EXTRAIT DU TEXTE
──────────

[IP5] De la cité à la (smart) city

10 octobre 2017

Ces textes sont tirés de la deuxième partie du cahier IP 5, "La plateforme d'une ville - Les données personnelles au coeur de la Fabrique de la smart city". 

Mutations et permanence de la ville

 

Qu’est-ce qui fait ville ?

« La ville est un phénomène total où se condensent l’économique et le social, le politique et le culturel, le technique et l’imaginaire et, partant, toute approche fractionnée qui privilégierait un domaine unique aux dépens des autres manquerait de pertinence», c’est ainsi que l’historien Jean-Luc Pinol décrit la ville dans un ouvrage consacré à l’histoire de l’Europe urbaine

Si la croissance urbaine a surtout été importante depuis la deuxième moitié du 20ème siècle, la ville a depuis toujours structuré l’organisation des populations. Aujourd’hui, plus de la moitié de la population mondiale et près des trois-quarts de la population européenne vit dans les villes, alors que les projections de l’ONU prévoient une population urbaine qui représentera 66 % de la population mondiale à l’horizon 2050. Naturellement, le développement des villes gigantesques mobilise beaucoup d’attention, mais il n’en reste pas moins qu’en 2014 la moitié des urbains vivaient dans des villes de moins de 500 000 habitants.

──────────

MATÉRIEL FOURNI
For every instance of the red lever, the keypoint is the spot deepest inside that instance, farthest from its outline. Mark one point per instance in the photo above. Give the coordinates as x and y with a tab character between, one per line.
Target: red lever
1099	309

──────────

EXERCICES À RÉSOUDRE
1) Modifiez le passage de l'extrait qui commence à « Ces textes sont » et se termine à « fait ville ? » en y remplaçant « cahier » par « dossier », puis recopiez-le en entier.
2) Répondez brièvement à ces questions sur l'extrait.
(a) Quelle profession l'extrait attribue-t-il à Jean-Luc Pinol ?
(b) Quelle part de la population mondiale la population urbaine représentera-t-elle en 2050 selon les projections de l'ONU ?
(c) En 2014, dans quelles villes vivait la moitié des urbains ?
3) Traduisez en anglais cette phrase de l'extrait : « Si la croissance urbaine a surtout été importante depuis la deuxième moitié du 20ème siècle, la ville a depuis toujours structuré l’organisation des populations. »

RÉPONSES PAR EXERCICE
1)
Ces textes sont tirés de la deuxième partie du dossier IP 5, "La plateforme d'une ville - Les données personnelles au coeur de la Fabrique de la smart city". 

Mutations et permanence de la ville

 

Qu’est-ce qui fait ville ?

2)
(a) Historien.
(b) 66 %.
(c) Dans des villes de moins de 500 000 habitants.

3) Although urban growth has been especially significant since the second half of the 20th century, the city has always structured the organization of populations.